**AVAILABLE DATA**
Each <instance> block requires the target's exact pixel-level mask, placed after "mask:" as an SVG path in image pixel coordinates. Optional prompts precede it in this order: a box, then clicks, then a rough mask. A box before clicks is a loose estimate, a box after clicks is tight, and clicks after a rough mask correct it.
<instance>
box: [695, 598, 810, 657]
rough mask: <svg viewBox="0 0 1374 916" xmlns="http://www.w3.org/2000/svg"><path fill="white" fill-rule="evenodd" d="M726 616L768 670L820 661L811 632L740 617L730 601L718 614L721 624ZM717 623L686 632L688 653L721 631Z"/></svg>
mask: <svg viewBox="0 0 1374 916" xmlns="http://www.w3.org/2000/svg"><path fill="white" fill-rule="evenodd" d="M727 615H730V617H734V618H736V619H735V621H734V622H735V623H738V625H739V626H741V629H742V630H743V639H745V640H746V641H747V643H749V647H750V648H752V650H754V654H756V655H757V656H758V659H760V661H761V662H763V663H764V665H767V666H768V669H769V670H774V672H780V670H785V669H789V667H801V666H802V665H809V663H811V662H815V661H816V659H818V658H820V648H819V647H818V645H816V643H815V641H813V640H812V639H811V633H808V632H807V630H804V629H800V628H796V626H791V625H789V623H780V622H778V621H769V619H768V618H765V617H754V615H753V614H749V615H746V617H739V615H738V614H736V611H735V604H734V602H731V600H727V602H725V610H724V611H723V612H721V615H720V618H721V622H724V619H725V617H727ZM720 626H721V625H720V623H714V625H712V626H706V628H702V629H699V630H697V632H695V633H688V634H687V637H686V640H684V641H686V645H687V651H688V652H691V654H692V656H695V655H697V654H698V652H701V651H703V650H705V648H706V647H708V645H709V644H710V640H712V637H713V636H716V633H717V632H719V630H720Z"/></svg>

**WHAT YOU ARE ASKED TO DO**
If a line in the listing holds the word "instance", list that line.

**TASK SOLUTION**
Each <instance> block requires the target's exact pixel-level mask, placed after "mask:" as an SVG path in image pixel coordinates. Optional prompts precede it in this order: a box, then clicks, then a rough mask. A box before clicks is a loose estimate, a box after clicks is tight, and clicks after a rough mask correct it.
<instance>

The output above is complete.